#### Work to be completed:
Set out the lines of the listing below as a Markdown table with two columns, Row (a running number) and Text (the line itself), skipping blank lines. Include only the lines starting at the one containing "If you could point to the gray" and ending at the one containing "(527, 1077)".

#### Rows

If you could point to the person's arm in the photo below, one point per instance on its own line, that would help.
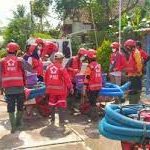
(26, 66)
(69, 63)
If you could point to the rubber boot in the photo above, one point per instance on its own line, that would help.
(53, 116)
(12, 122)
(61, 119)
(19, 120)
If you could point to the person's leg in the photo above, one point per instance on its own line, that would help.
(52, 104)
(11, 111)
(61, 104)
(20, 100)
(92, 96)
(135, 90)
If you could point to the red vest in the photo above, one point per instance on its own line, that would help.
(37, 66)
(76, 64)
(54, 80)
(131, 66)
(95, 81)
(12, 72)
(119, 61)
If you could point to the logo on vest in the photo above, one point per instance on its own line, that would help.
(11, 65)
(54, 73)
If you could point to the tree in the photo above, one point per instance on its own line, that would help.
(40, 10)
(105, 12)
(19, 28)
(20, 12)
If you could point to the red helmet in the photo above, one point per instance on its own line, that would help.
(31, 49)
(91, 53)
(39, 41)
(115, 45)
(82, 51)
(12, 47)
(53, 46)
(130, 43)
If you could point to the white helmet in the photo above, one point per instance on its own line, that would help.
(58, 55)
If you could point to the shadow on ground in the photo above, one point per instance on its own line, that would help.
(54, 132)
(10, 141)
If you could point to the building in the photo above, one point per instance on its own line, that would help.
(78, 21)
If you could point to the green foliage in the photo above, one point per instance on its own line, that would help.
(103, 55)
(40, 10)
(18, 30)
(75, 43)
(42, 35)
(54, 33)
(3, 53)
(20, 13)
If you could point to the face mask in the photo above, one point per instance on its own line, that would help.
(113, 50)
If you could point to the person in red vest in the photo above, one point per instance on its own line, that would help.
(36, 61)
(74, 64)
(134, 71)
(58, 85)
(144, 54)
(73, 67)
(49, 48)
(117, 63)
(12, 80)
(93, 82)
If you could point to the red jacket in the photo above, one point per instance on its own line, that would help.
(95, 77)
(117, 61)
(74, 67)
(12, 74)
(57, 80)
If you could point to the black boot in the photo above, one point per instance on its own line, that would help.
(19, 120)
(12, 122)
(53, 116)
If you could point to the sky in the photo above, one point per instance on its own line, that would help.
(7, 6)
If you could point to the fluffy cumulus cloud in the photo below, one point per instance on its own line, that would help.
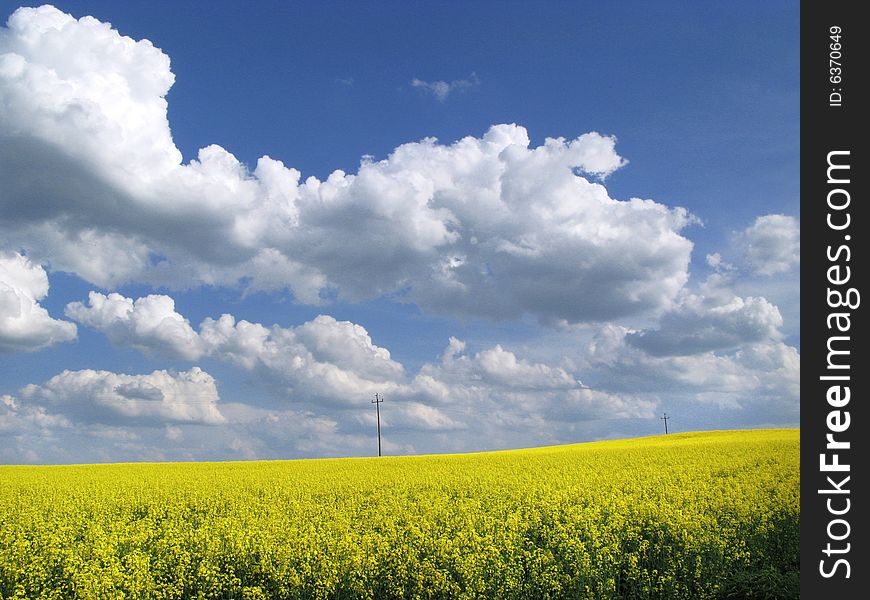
(772, 244)
(105, 397)
(702, 323)
(488, 226)
(149, 324)
(330, 365)
(25, 326)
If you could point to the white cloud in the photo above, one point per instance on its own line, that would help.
(25, 326)
(149, 324)
(333, 365)
(441, 89)
(103, 397)
(702, 323)
(772, 244)
(762, 377)
(487, 226)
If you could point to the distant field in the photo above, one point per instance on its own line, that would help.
(696, 515)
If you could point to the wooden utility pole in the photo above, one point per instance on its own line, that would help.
(377, 401)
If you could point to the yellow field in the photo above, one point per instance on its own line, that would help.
(697, 515)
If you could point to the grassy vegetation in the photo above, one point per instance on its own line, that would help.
(697, 515)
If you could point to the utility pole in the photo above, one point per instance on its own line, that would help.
(377, 401)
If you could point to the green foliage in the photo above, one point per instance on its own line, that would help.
(706, 515)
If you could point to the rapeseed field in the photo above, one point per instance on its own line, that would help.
(695, 515)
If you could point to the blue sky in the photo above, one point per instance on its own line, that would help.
(499, 291)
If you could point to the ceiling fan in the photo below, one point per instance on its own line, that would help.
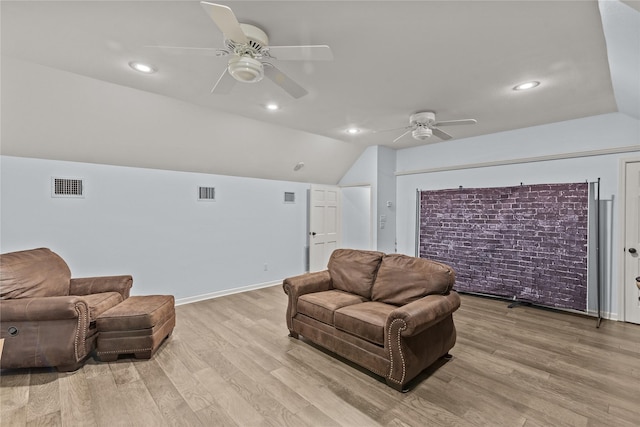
(423, 124)
(251, 54)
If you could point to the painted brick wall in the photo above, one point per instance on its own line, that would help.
(527, 241)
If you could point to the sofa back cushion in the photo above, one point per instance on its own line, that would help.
(33, 273)
(354, 270)
(402, 279)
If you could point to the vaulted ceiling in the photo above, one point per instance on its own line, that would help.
(460, 59)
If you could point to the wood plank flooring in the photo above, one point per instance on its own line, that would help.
(230, 362)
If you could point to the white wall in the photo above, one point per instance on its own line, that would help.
(148, 223)
(376, 167)
(593, 133)
(356, 218)
(365, 172)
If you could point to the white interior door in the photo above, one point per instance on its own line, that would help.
(632, 243)
(324, 225)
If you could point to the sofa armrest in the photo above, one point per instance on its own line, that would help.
(307, 283)
(43, 308)
(304, 284)
(96, 285)
(420, 315)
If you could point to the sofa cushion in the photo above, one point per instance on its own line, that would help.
(33, 273)
(322, 305)
(99, 303)
(354, 271)
(364, 320)
(402, 279)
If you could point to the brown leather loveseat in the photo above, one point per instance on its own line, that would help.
(391, 314)
(46, 317)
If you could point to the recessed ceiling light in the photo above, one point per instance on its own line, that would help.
(526, 85)
(143, 68)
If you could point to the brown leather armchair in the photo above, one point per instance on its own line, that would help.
(46, 317)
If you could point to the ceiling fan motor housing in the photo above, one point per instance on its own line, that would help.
(422, 118)
(258, 40)
(421, 133)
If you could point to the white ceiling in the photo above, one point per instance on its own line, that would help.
(391, 58)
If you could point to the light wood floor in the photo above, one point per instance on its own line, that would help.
(230, 362)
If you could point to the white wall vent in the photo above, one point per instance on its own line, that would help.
(289, 197)
(207, 193)
(67, 187)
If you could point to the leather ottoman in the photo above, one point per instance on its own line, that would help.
(137, 326)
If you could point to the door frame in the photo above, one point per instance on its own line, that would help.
(622, 191)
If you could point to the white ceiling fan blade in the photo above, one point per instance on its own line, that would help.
(441, 134)
(398, 138)
(301, 53)
(225, 19)
(282, 80)
(393, 129)
(456, 122)
(225, 83)
(186, 50)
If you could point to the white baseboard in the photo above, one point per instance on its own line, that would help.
(217, 294)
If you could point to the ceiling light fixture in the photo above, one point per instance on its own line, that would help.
(526, 85)
(143, 68)
(246, 69)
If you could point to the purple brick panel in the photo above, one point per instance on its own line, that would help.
(527, 241)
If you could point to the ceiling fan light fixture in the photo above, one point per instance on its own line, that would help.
(421, 133)
(143, 68)
(526, 85)
(246, 69)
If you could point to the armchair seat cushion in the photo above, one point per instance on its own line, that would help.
(99, 303)
(19, 278)
(364, 320)
(322, 305)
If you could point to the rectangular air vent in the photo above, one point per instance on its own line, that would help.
(207, 193)
(66, 187)
(289, 197)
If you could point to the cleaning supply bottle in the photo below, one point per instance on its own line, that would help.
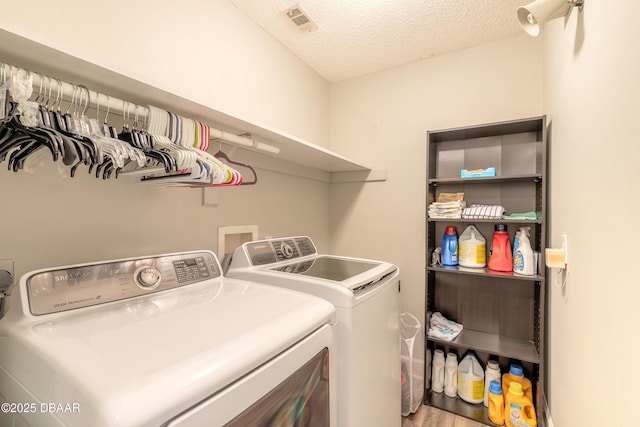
(491, 373)
(473, 248)
(516, 240)
(523, 256)
(451, 375)
(437, 372)
(496, 403)
(518, 408)
(516, 374)
(500, 258)
(450, 246)
(470, 379)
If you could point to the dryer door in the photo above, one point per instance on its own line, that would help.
(295, 388)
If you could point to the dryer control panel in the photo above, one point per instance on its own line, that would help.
(271, 251)
(87, 285)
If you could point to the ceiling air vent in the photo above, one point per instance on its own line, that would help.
(300, 18)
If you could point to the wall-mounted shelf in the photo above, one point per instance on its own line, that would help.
(297, 157)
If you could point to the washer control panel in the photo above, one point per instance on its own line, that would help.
(93, 284)
(271, 251)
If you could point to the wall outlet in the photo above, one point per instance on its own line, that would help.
(6, 274)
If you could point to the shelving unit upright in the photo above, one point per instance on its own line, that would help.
(502, 313)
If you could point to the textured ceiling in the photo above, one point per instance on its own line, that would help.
(357, 37)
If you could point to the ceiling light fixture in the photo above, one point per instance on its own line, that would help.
(533, 16)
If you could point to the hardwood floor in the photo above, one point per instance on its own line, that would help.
(428, 416)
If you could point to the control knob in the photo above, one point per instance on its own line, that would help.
(287, 250)
(148, 278)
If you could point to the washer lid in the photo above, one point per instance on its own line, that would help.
(329, 268)
(138, 360)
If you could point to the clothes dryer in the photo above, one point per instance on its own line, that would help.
(164, 341)
(366, 296)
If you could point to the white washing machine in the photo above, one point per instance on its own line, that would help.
(366, 295)
(164, 341)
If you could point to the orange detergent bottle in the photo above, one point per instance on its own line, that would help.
(518, 409)
(496, 403)
(501, 258)
(516, 374)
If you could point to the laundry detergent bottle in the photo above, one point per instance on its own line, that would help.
(518, 408)
(516, 374)
(473, 248)
(496, 403)
(491, 373)
(450, 246)
(501, 258)
(470, 379)
(451, 375)
(523, 255)
(437, 371)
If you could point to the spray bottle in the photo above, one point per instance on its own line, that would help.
(523, 255)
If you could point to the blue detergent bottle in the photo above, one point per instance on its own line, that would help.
(450, 246)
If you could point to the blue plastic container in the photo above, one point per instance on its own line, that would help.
(450, 246)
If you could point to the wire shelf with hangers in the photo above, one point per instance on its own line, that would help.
(297, 157)
(166, 149)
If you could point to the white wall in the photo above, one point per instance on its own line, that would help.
(383, 118)
(592, 96)
(202, 50)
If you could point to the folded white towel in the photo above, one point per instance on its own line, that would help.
(441, 328)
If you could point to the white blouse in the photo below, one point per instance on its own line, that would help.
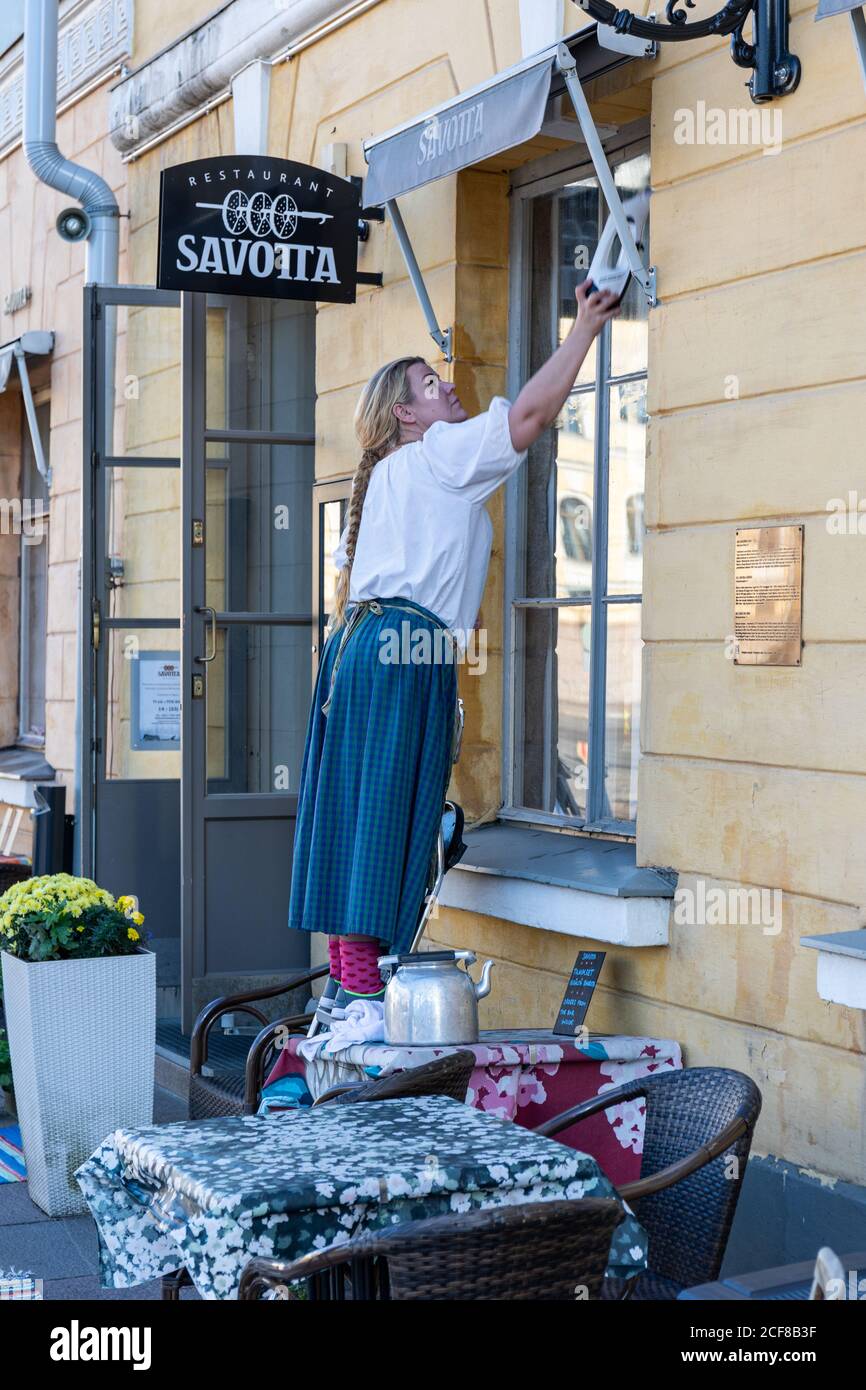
(424, 531)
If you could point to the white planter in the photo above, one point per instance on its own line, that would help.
(82, 1037)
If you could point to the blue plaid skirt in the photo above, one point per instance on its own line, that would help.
(376, 773)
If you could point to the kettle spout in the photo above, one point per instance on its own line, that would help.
(483, 988)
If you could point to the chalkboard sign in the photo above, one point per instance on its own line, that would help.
(578, 991)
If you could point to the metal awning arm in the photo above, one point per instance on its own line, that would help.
(442, 338)
(645, 277)
(29, 409)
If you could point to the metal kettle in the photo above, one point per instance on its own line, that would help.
(430, 1001)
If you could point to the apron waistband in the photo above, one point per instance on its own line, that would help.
(356, 612)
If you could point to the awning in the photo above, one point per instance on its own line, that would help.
(38, 345)
(474, 125)
(496, 116)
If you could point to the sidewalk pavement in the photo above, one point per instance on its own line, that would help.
(61, 1250)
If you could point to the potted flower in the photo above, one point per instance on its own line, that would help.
(79, 998)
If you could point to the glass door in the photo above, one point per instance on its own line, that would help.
(129, 698)
(249, 403)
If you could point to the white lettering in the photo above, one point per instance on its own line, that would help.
(186, 250)
(262, 259)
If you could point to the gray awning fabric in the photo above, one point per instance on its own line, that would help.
(492, 117)
(470, 128)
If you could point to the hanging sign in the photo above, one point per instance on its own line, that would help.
(768, 595)
(578, 991)
(259, 227)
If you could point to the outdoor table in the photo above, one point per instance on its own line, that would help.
(211, 1194)
(527, 1076)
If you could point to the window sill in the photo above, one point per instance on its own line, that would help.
(21, 769)
(841, 966)
(588, 888)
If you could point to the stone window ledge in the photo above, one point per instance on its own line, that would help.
(841, 966)
(576, 886)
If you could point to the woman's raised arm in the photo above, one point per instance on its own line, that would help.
(544, 395)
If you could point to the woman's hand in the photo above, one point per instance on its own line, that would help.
(594, 310)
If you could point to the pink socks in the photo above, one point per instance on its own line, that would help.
(334, 958)
(353, 962)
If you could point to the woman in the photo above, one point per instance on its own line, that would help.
(380, 737)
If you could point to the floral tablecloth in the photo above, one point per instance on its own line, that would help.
(526, 1076)
(211, 1194)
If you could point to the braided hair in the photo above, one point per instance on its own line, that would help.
(378, 432)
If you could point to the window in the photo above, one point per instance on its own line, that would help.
(34, 581)
(577, 530)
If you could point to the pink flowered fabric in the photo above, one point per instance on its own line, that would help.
(527, 1077)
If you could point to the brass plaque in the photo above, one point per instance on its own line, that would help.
(768, 595)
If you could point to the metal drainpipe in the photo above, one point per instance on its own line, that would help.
(103, 241)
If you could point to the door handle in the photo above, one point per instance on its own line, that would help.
(213, 633)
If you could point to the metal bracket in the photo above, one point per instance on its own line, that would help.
(858, 25)
(442, 338)
(645, 277)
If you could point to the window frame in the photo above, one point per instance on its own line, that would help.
(531, 181)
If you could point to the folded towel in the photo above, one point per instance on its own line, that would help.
(364, 1022)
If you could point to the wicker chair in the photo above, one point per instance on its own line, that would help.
(239, 1093)
(697, 1139)
(541, 1251)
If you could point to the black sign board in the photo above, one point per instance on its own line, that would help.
(578, 991)
(248, 224)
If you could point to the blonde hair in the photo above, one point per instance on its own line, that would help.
(378, 431)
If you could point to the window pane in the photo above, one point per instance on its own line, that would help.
(553, 645)
(143, 704)
(257, 541)
(623, 712)
(260, 364)
(574, 496)
(257, 705)
(626, 487)
(146, 406)
(332, 520)
(628, 331)
(143, 541)
(577, 239)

########

#### The output:
| Row | Text |
|---|---|
| 1 | If you could point to the gray awning fabric in the photo above, one point per instance on its own line, that would help. |
| 2 | (492, 117) |
| 3 | (470, 128) |
| 4 | If you could point to the hanging sign in the photo above, one point per instance on its own line, that would help. |
| 5 | (768, 595) |
| 6 | (578, 991) |
| 7 | (259, 227) |
| 8 | If you could point to the outdoor table in the photo above, one point per instance on its own line, that would help. |
| 9 | (211, 1194) |
| 10 | (527, 1076) |
| 11 | If you could point to the window sill in the photo above, one point per instance on its own line, that would help. |
| 12 | (21, 769) |
| 13 | (841, 966) |
| 14 | (588, 888) |
| 15 | If you could point to the stone window ledge in the photo above, one point per instance on its own line, that would help. |
| 16 | (841, 966) |
| 17 | (576, 886) |
| 18 | If you could point to the woman's raised arm in the photo above, one point per instance on its own line, that would help. |
| 19 | (544, 395) |
| 20 | If you could point to the woman's hand in the photo above, one point per instance on its own line, that would help. |
| 21 | (594, 310) |
| 22 | If you could point to the pink socks in the photo above, one point per instance on its own line, that would help. |
| 23 | (334, 958) |
| 24 | (353, 962) |
| 25 | If you could point to the woman in the photo above, one point per instance on its own line, that would help. |
| 26 | (380, 737) |
| 27 | If you could point to the floral tablecloth in the photo above, one point per instance on its own line, that would help. |
| 28 | (526, 1076) |
| 29 | (211, 1194) |
| 30 | If you could point to the braided hair in the photo above, one point per instance on its own line, that would help. |
| 31 | (378, 432) |
| 32 | If you could point to the window in the photo above, one point per instance on its own line, that would help. |
| 33 | (34, 581) |
| 34 | (577, 530) |
| 35 | If you could point to the pink flowered fabric in the photo above, one point per instance on its own line, that would help. |
| 36 | (527, 1077) |